» **HOW TO COMPLETE THIS TASK**: All of the lines below need to be copied exactly, apart from the pictures.

» **GIVEN DATA**:
-*-

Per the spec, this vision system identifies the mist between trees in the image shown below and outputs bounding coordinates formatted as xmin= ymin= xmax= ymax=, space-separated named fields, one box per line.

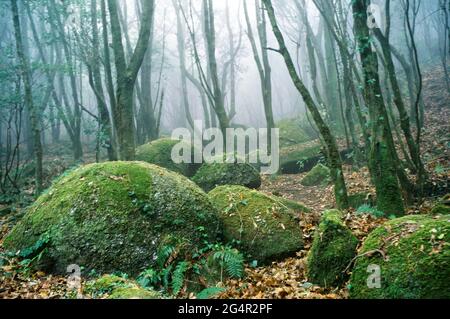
xmin=1 ymin=0 xmax=449 ymax=214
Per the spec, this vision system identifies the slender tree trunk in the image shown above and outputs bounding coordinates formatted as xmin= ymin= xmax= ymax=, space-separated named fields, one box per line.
xmin=86 ymin=0 xmax=116 ymax=160
xmin=374 ymin=2 xmax=426 ymax=186
xmin=11 ymin=0 xmax=43 ymax=194
xmin=244 ymin=0 xmax=275 ymax=152
xmin=203 ymin=0 xmax=230 ymax=136
xmin=107 ymin=0 xmax=155 ymax=160
xmin=173 ymin=0 xmax=195 ymax=131
xmin=263 ymin=0 xmax=349 ymax=209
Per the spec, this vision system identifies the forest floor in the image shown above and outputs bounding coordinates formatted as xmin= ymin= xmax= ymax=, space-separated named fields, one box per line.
xmin=0 ymin=65 xmax=449 ymax=299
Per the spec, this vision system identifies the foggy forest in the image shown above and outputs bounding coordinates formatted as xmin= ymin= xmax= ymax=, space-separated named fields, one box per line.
xmin=0 ymin=0 xmax=449 ymax=301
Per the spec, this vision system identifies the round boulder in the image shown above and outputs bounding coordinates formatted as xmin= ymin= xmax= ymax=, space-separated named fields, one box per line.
xmin=208 ymin=185 xmax=303 ymax=263
xmin=301 ymin=163 xmax=331 ymax=187
xmin=349 ymin=214 xmax=450 ymax=299
xmin=136 ymin=138 xmax=199 ymax=177
xmin=307 ymin=210 xmax=358 ymax=287
xmin=192 ymin=162 xmax=261 ymax=192
xmin=3 ymin=162 xmax=220 ymax=275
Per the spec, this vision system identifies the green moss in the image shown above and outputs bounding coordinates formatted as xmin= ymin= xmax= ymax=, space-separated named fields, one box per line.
xmin=192 ymin=162 xmax=261 ymax=192
xmin=85 ymin=275 xmax=131 ymax=295
xmin=307 ymin=210 xmax=358 ymax=288
xmin=430 ymin=194 xmax=450 ymax=215
xmin=85 ymin=274 xmax=162 ymax=299
xmin=3 ymin=162 xmax=220 ymax=276
xmin=277 ymin=118 xmax=310 ymax=147
xmin=108 ymin=287 xmax=162 ymax=299
xmin=136 ymin=138 xmax=200 ymax=177
xmin=208 ymin=185 xmax=303 ymax=263
xmin=279 ymin=141 xmax=323 ymax=174
xmin=349 ymin=214 xmax=450 ymax=299
xmin=301 ymin=164 xmax=331 ymax=187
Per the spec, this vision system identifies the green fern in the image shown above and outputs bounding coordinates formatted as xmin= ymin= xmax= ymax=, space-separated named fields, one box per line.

-*-

» **ANSWER SPACE**:
Per the spec, this vision system identifies the mist between trees in the image shown below and outputs bounding coordinates formatted as xmin= ymin= xmax= ymax=, space-separated named fields, one box per line.

xmin=1 ymin=0 xmax=449 ymax=214
Per the spec, this vision system identifies the slender tree trunk in the image shown above and outputs bounding coordinates formatted as xmin= ymin= xmax= ymax=, space-separated named fields, one box per line.
xmin=86 ymin=0 xmax=116 ymax=160
xmin=374 ymin=2 xmax=426 ymax=186
xmin=11 ymin=0 xmax=43 ymax=194
xmin=244 ymin=0 xmax=275 ymax=152
xmin=203 ymin=0 xmax=230 ymax=136
xmin=107 ymin=0 xmax=155 ymax=160
xmin=173 ymin=0 xmax=195 ymax=131
xmin=263 ymin=0 xmax=349 ymax=209
Per the spec, this vision system identifies the forest floor in the image shown above and outputs bounding coordinates formatted as xmin= ymin= xmax= ymax=, space-separated named fields, one box per line.
xmin=0 ymin=65 xmax=449 ymax=299
Per the spec, this vision system identifies the foggy forest in the image shown above and outputs bounding coordinates formatted as xmin= ymin= xmax= ymax=, space-separated named fields, one box per line.
xmin=0 ymin=0 xmax=449 ymax=301
Per the spec, this vision system identifies the round boulder in the image shown above and outputs bounding coordinates formatted as xmin= ymin= xmax= ymax=, space-separated named fields, one box per line.
xmin=208 ymin=185 xmax=303 ymax=263
xmin=301 ymin=163 xmax=331 ymax=187
xmin=349 ymin=214 xmax=450 ymax=299
xmin=136 ymin=138 xmax=199 ymax=177
xmin=307 ymin=210 xmax=358 ymax=287
xmin=192 ymin=162 xmax=261 ymax=192
xmin=3 ymin=162 xmax=220 ymax=275
Per the spec, this vision system identifies the green moss in the image shown above and outputs bounding coordinates formatted as xmin= ymin= xmax= ymax=, space-separated named fields, one box per line.
xmin=192 ymin=162 xmax=261 ymax=192
xmin=85 ymin=275 xmax=131 ymax=295
xmin=307 ymin=210 xmax=358 ymax=288
xmin=430 ymin=194 xmax=450 ymax=215
xmin=85 ymin=274 xmax=162 ymax=299
xmin=3 ymin=162 xmax=220 ymax=276
xmin=277 ymin=118 xmax=310 ymax=147
xmin=108 ymin=287 xmax=162 ymax=299
xmin=136 ymin=138 xmax=200 ymax=177
xmin=208 ymin=185 xmax=303 ymax=263
xmin=279 ymin=141 xmax=323 ymax=174
xmin=349 ymin=214 xmax=450 ymax=299
xmin=301 ymin=164 xmax=331 ymax=187
Per the spec, this vision system identifies the green fern in the image shown above and outputs bounding coordinates formatted as xmin= ymin= xmax= ymax=, space-separated named fields, one box per line.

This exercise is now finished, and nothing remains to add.